The former Town striker and current Head of Equality, Diversity and Inclusion for the Premier League discusses Black History Month
- Iffy Onuora had two stints at Town from 1989-1994 and in 2004
- Former striker is the Premier League's Head of Equality, Diversity and Inclusion
- Onuora visited Huddersfield to discuss Black History Month
As part of Town’s coverage of Black History Month, we spoke to our former Huddersfield striker Iffy Onuora about his experiences as a black player, reflecting on his time at Town, how things have changed since his playing days and more importantly, how they have not.
Released as a special 20-minute episode of Extra-Time exclusively on Spotify, the ex-Town forward discusses his new role working for the Premier League as Head of Equality, Diversity and Inclusion, as well as reflecting personally on his own thoughts and feelings from his playing days and beyond.
An eye-opening discussion that provides insight into how racism played a part in Iffy’s career and how that has informed the work he continues to do to this day, there is plenty to take from the talk about not only Black History Month, but how we all can do our part to work toward a better, more inclusive and tolerant society.
Listen to the full interview via Spotify below.
Discussing the reason behind Black History Month, Iffy was keen to stress that the campaign is focussed on gaining equal representation across history for people of colour.
“This month means a sharper focus on issues and actions that are taking place all year round. Black History Month in October is now well established, hopefully at one time in the future it won’t need a special month, you’d like to feel that some of the issues in the history of this country should be represented by people of colour, people who’ve contributed in an enormous way – not just on the pitch but off the pitch in so many ways. That’s the journey, and hopefully we’ll get there.”
Discusses how racism affected his career and how being abused made him feel, Iffy opened up about the dehumanising way that kind of language can make you feel.

— Given request —
Can you transcribe the Iffy Onuora article word for word, from "An eye-opening discussion" up to and including "via Spotify below."?

— Data shown —

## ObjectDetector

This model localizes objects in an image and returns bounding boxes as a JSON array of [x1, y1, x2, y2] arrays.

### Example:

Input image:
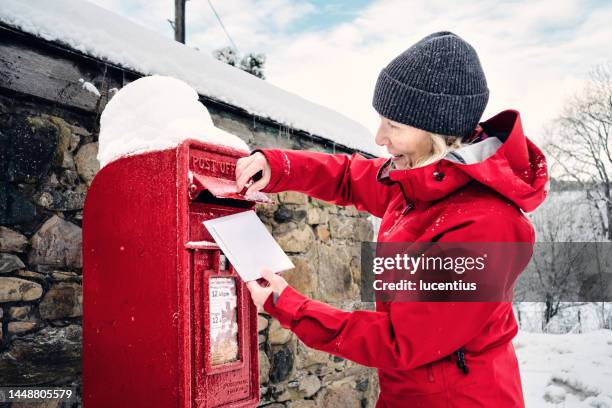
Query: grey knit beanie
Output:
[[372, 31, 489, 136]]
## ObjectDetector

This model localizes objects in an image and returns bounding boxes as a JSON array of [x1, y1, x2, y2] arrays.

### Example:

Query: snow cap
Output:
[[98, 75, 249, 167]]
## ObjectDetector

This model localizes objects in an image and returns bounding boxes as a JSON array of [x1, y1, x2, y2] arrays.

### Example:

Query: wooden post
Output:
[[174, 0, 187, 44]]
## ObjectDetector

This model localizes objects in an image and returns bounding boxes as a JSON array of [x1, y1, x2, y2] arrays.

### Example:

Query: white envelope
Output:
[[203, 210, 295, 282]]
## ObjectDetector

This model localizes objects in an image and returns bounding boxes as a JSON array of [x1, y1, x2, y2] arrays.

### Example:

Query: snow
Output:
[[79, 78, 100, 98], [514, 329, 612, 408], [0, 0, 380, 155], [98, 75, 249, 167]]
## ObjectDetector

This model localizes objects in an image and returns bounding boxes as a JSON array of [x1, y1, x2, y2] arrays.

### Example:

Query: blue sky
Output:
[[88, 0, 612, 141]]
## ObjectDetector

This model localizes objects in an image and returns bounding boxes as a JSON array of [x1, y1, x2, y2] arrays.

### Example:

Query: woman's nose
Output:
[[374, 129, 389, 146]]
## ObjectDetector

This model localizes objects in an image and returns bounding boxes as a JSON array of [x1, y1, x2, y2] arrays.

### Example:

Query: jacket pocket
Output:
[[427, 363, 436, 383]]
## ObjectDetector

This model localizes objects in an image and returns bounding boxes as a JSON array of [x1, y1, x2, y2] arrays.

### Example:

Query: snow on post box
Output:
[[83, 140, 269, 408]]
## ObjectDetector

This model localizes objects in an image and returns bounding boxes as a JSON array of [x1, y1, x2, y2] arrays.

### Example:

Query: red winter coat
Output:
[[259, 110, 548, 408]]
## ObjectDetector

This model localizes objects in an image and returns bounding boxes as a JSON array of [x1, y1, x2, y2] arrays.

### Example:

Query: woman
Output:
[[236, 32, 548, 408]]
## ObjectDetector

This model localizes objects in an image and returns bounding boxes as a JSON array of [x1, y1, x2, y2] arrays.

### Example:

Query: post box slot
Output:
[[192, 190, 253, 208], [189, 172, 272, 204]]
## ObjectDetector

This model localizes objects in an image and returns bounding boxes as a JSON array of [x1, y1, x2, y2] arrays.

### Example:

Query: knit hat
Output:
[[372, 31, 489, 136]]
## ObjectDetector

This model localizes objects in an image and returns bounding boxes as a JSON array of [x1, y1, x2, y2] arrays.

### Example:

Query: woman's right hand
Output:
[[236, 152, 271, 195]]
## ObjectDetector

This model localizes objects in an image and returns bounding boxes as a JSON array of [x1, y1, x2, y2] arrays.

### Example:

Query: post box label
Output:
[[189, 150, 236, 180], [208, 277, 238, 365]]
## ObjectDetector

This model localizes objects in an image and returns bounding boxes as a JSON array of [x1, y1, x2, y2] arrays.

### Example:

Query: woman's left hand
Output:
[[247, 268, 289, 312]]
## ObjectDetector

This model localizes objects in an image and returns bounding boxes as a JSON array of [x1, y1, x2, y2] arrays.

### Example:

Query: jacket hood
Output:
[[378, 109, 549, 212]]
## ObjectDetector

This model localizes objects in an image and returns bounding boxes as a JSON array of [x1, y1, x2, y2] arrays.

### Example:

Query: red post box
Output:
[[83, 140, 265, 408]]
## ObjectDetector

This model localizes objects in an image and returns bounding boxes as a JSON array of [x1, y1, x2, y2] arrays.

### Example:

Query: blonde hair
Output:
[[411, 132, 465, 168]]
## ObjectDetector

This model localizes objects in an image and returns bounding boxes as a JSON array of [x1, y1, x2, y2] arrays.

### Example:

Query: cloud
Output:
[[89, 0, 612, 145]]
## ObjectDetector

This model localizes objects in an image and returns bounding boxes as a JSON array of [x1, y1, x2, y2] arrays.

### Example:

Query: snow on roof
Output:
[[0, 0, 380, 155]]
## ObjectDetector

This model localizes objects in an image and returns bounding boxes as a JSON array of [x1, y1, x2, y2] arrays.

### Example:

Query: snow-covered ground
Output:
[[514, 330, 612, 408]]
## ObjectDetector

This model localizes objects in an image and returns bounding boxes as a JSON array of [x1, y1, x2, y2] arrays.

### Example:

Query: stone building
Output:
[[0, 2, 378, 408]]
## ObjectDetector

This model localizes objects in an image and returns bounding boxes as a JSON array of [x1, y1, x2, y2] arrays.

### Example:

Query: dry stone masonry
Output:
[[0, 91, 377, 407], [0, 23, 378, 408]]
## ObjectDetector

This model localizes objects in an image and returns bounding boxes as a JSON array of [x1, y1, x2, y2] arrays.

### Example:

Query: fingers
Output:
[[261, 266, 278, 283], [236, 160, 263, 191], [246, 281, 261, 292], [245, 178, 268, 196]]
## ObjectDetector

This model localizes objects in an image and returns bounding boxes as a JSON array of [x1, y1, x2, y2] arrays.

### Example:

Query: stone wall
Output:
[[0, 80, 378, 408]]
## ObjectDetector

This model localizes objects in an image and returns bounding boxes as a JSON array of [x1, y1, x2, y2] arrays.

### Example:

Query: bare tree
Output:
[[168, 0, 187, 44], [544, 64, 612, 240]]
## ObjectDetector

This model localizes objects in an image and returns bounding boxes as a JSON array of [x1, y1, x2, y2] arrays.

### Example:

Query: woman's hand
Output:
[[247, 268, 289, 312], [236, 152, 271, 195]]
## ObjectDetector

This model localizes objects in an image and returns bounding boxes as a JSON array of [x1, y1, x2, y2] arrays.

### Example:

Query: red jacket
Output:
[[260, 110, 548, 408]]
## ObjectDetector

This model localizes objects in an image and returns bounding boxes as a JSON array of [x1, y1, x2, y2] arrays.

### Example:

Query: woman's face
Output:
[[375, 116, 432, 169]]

— Solved problem —
An eye-opening discussion that provides insight into how racism played a part in Iffy’s career and how that has informed the work he continues to do to this day, there is plenty to take from the talk about not only Black History Month, but how we all can do our part to work toward a better, more inclusive and tolerant society.
Listen to the full interview via Spotify below.